Exercise text:
- - -
Repetition of attempted suicide among immigrants in Europe.

Author information

Doctoral Graduate, National Centre for Suicide Research and Prevention of Mental Ill-Health, Karolinska Institute and Stockholm County Council's Centre for Suicide Research and Prevention, Stockholm, Sweden.
Professor, Department of Sociology, Uppsala University, Uppsala, Sweden; Professor, Stockholm Centre on Health of Societies in Transition, School of Social Sciences, Södertörn University, Södertörn, Sweden.
Professor, National Centre for Suicide Research and Prevention of Mental Ill-Health, Karolinska Institute and Stockholm County Council's Centre for Suicide Research and Prevention, Stockholm, Sweden; Head of World Health Organization Lead Collaborating Centre of Mental Health Problems and Suicide across Europe, Stockholm, Sweden.
Professor, Feinberg Child Study Center and the Department of Child and Adolescent Psychiatry, Schneider Children Medical Center, Petah-Tikva, Israel.
Professor, Department of Clinical Psychology, Vrije Universiteit, Amsterdam, the Netherlands.
Professor, University Psychiatric Services, Bern, Switzerland.
Professor, Department of Clinical Sciences, Division of Psychiatry, Umeå University, Umeå, Sweden.
Professor, University Department of Psychiatry and Medical Psychology, Unit for Suicide Research, University Hospital, Gent, Belgium.
Professor, Estonian-Swedish Mental Health and Suicidology Institute, Tallinn, Estonia; Professor, Tallinn University, Tallinn, Estonia.
Professor, Unit for Clinical Psychology, Department of Psychiatry and Psychotherapy, University of Würzburg, Würzburg, Germany.



To compare frequencies of suicide attempt repetition in immigrants and local European populations, and the timing of repetition in these groups.


Data from 7 European countries, comprising 10 574 local and 3032 immigrant subjects, were taken from the World Health Organization European Multicentre Study on Suicidal Behaviour and the ensuing Monitoring Suicidal Behaviour in Europe (commonly referred to as MONSUE) project. The relation between immigrant status and repetition of suicide attempt within 12-months following first registered attempt was analyzed with binary logistic regression, controlling for sex, age, and method of attempt. Timing of repetition was controlled for sex, age, and the recommended type of aftercare.


Lower odds of repeating a suicide attempt were found in Eastern European (OR 0.50; 95% CI 0.41 to 0.61, P < 0.001) and non-European immigrants (OR 0.68; 95% CI 0.51 to 0.90, P < 0.05), compared with the locals. Similar patterns were identified in the sex-specific analysis. Eastern European immigrants tended to repeat their attempt much later than locals (OR 0.58; 95% CI 0.35 to 0.93, P < 0.05). In general, 32% of all repetition occurred within 30 days. Repetition tended to decrease with age and was more likely in females using harder methods in their index attempt (OR 1.29; 95% CI 1.08 to 1.54, P < 0.01). Large variations in the general repetition frequency were identified between the collecting centres, thus influencing the results.


The lower repetition frequencies in non-Western immigrants, compared with locals, in Europe stands in contrast to their markedly higher tendency to attempt suicide in general, possibly pointing to situational stress factors related to their suicidal crisis that are less persistent over time. Our findings also raise the possibility that suicide attempters and repeaters constitute only partially overlapping populations.
- - -
Reproduce the stretch of the suicide-attempt study summary from "Professor, Estonian-Swedish Mental" through "in these groups.".
- - -
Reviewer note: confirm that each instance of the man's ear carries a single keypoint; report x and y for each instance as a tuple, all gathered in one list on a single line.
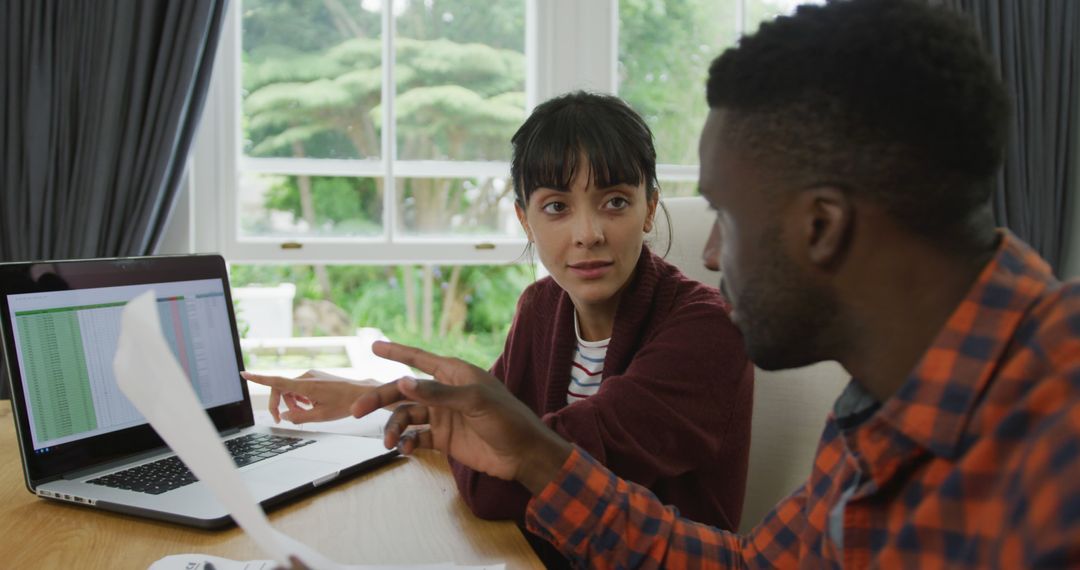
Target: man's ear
[(521, 218), (826, 218), (651, 214)]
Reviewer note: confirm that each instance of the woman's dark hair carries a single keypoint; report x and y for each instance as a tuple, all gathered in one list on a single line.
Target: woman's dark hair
[(611, 136)]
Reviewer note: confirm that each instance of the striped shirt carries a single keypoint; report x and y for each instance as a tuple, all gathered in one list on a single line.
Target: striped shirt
[(973, 463), (586, 369)]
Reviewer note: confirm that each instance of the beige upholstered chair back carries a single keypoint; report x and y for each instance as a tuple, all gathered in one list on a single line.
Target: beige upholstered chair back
[(790, 406)]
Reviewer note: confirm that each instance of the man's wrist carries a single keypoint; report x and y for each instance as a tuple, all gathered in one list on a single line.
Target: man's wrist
[(544, 462)]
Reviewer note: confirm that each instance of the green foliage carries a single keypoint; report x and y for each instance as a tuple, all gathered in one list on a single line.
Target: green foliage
[(313, 87), (350, 206), (664, 50)]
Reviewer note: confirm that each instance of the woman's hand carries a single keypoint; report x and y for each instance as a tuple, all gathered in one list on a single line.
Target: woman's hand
[(311, 396), (468, 415)]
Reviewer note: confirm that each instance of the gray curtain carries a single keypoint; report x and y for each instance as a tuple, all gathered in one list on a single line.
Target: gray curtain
[(100, 103), (1037, 46)]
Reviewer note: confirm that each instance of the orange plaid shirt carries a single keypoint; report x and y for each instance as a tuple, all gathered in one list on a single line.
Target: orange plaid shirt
[(975, 462)]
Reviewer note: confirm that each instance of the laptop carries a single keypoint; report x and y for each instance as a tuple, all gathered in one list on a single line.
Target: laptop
[(80, 438)]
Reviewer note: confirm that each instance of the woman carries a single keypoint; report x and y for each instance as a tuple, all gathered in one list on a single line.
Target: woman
[(616, 350)]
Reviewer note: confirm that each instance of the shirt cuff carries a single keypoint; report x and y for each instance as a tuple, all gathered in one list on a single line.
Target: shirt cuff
[(567, 505)]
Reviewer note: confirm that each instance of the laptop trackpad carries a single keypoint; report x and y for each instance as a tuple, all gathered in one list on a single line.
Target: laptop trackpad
[(287, 473)]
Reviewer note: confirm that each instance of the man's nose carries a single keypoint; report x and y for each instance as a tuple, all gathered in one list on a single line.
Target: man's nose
[(711, 255)]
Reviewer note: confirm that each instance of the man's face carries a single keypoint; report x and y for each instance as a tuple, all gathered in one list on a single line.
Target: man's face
[(784, 317)]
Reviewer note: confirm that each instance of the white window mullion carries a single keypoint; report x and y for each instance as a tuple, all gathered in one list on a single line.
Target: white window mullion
[(389, 124)]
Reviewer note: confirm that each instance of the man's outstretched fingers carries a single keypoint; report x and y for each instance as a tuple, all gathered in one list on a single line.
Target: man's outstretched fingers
[(416, 438), (412, 356), (401, 419), (376, 398)]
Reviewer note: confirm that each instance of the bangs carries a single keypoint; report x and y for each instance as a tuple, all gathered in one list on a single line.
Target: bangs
[(552, 152)]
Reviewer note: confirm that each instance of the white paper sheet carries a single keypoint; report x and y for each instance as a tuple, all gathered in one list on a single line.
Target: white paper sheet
[(153, 381), (199, 561)]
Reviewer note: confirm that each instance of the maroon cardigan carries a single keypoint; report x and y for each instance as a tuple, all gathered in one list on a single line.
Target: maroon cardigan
[(673, 412)]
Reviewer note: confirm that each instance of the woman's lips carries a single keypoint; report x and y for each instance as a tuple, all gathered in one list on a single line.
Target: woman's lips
[(591, 270)]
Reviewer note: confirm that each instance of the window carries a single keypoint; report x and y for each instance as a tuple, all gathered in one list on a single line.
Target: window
[(360, 150), (664, 51), (377, 123)]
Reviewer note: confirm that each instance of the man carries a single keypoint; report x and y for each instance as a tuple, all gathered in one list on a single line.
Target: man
[(848, 154)]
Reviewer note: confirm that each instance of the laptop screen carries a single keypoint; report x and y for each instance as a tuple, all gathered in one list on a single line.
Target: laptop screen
[(61, 324), (65, 342)]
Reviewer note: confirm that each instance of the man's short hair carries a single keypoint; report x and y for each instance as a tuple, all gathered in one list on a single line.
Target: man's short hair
[(892, 99)]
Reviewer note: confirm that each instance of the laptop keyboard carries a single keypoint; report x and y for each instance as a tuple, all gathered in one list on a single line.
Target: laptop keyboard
[(171, 473)]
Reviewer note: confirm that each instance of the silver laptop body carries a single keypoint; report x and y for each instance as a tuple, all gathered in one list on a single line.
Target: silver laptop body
[(81, 440)]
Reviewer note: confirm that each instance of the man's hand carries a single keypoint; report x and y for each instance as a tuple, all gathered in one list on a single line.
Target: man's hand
[(468, 415), (311, 396)]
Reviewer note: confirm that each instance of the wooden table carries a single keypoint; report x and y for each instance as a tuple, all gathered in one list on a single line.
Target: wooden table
[(407, 512)]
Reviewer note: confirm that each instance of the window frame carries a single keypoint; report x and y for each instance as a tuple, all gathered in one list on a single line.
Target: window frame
[(564, 51)]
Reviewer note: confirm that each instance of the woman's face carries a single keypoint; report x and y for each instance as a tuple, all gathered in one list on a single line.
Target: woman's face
[(590, 238)]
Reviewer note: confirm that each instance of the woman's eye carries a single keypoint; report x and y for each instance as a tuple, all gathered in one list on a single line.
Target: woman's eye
[(618, 203)]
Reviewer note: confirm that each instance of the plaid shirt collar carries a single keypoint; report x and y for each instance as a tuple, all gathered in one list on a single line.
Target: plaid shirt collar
[(932, 408)]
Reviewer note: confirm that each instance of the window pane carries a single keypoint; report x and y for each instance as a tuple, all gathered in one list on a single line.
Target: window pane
[(311, 78), (468, 314), (457, 206), (460, 78), (679, 189), (664, 50), (313, 206), (758, 11)]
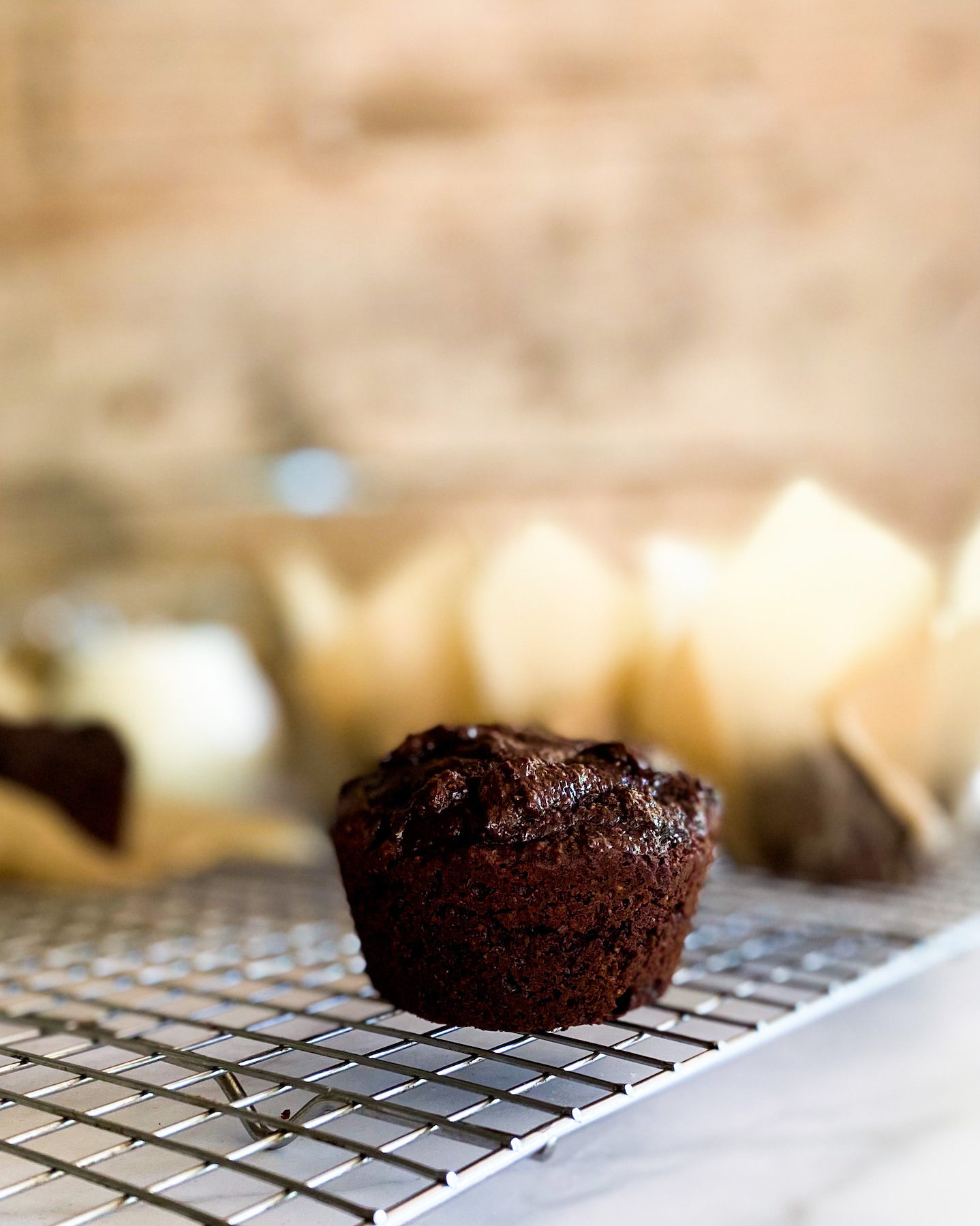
- - -
Written reply:
Professor, Estonian-Swedish Mental Health and Suicidology Institute, Tallinn, Estonia; Professor, Tallinn University, Tallinn, Estonia.
Professor, Unit for Clinical Psychology, Department of Psychiatry and Psychotherapy, University of Würzburg, Würzburg, Germany.



To compare frequencies of suicide attempt repetition in immigrants and local European populations, and the timing of repetition in these groups.